■ Tujuan A
Salin ulang bagian kutipan pilihan mulai dari "Mereka mengatakan bahwa" sampai dengan "Uighur yang dianiaya." tanpa mengubah satu kata pun.
■ Tujuan B
Jawablah pertanyaan berikut berdasarkan kutipan pilihan.
(i) Dari berapa negara perwakilan Islam dalam delegasi itu berasal?
(ii) Pada tanggal berapa delegasi tiba di Xinjiang?
(iii) Siapa ketua wilayah Xinjiang yang bertemu dengan delegasi?
■ Tujuan C
Terjemahkan kalimat dari kutipan pilihan ini ke dalam bahasa Inggris: "Al Nuaimi dikutip oleh media pemerintah memuji upaya otoritas Cina untuk memberantas terorisme dan ekstremisme di Xinjiang sebagai cara yang benar untuk melindungi kepentingan nasional dan rakyat Cina."

■ Kutipan Pilihan
- - - - - - -
XINJIANG (Arrahmah.id) – Kelompok HAM dan orang-orang Uighur yang tinggal di luar negeri mengutuk keras kunjungan delegasi cendekiawan dan ulama Muslim dari negara-negara berkembang ke Xinjiang pekan ini.
Mereka mengatakan bahwa para delegasi cendekiawan dan ulama Muslim, yang menyuarakan dukungan untuk kebijakan Cina di wilayah Xinjiang, telah menutup mata terhadap penderitaan orang-orang Uighur yang dianiaya.
Kelompok yang terdiri lebih dari 30 perwakilan Islam dari 14 negara – termasuk Uni Emirat Arab, Yordania, Serbia, Sudan Selatan dan Indonesia – tiba di Xinjiang pada 8 Januari untuk mengunjungi kota Urumqi, Turpan, Altay dan Kashgar dan untuk bertemu dengan pejabat pemerintah.
Pernyataan ketua delegasi, Ali Rashid Al Nuaimi, memicu kemarahan yang meluas dari warga Uighur di luar negeri dan reaksi keras dari organisasi Muslim yang berbasis di AS, termasuk Dewan Hubungan Islam Amerika dan Keadilan untuk Semua.
Al Nuaimi, ketua Dewan Komunitas Muslim Dunia yang berbasis di UEA, dan yang lainnya bertemu dengan Ma Xingrui, sekretaris Partai Komunis Daerah Otonomi Uighur Xinjiang, dan Erkin Tunuyaz, ketua wilayah tersebut, yang berterima kasih atas dukungan mereka terhadap kebijakan Cina di Xinjiang.
Al Nuaimi dikutip oleh media pemerintah memuji upaya otoritas Cina untuk memberantas terorisme dan ekstremisme di Xinjiang sebagai cara yang benar untuk melindungi kepentingan nasional dan rakyat Cina.
- - - - - - -
■ Bahan Tersedia
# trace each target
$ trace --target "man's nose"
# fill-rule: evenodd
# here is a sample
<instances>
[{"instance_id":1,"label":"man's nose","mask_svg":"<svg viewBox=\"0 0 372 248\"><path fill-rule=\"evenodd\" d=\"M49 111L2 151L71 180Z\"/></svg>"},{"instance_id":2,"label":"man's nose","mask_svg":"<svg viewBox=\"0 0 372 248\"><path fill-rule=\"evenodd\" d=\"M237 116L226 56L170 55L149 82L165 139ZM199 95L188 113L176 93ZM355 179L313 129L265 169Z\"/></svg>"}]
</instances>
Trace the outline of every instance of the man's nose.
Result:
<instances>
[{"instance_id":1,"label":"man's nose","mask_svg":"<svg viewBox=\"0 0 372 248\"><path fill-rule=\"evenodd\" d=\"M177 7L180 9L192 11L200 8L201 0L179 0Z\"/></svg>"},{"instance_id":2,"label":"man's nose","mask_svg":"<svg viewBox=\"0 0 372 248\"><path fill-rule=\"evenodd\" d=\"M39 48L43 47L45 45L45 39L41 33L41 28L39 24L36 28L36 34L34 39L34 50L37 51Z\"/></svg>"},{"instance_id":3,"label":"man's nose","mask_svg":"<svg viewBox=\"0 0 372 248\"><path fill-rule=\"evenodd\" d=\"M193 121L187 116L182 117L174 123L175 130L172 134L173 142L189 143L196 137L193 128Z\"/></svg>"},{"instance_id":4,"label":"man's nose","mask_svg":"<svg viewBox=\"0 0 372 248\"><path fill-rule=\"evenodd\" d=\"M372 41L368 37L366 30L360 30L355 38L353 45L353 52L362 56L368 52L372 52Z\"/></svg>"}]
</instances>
- - - - - - -
■ Hasil Latihan A
Mereka mengatakan bahwa para delegasi cendekiawan dan ulama Muslim, yang menyuarakan dukungan untuk kebijakan Cina di wilayah Xinjiang, telah menutup mata terhadap penderitaan orang-orang Uighur yang dianiaya.

■ Hasil Latihan B
(i) 14 negara.
(ii) 8 Januari.
(iii) Erkin Tunuyaz.

■ Hasil Latihan C
Al Nuaimi was quoted by state media praising the efforts of the Chinese authorities to eradicate terrorism and extremism in Xinjiang as the right way to protect the national interests and the people of China.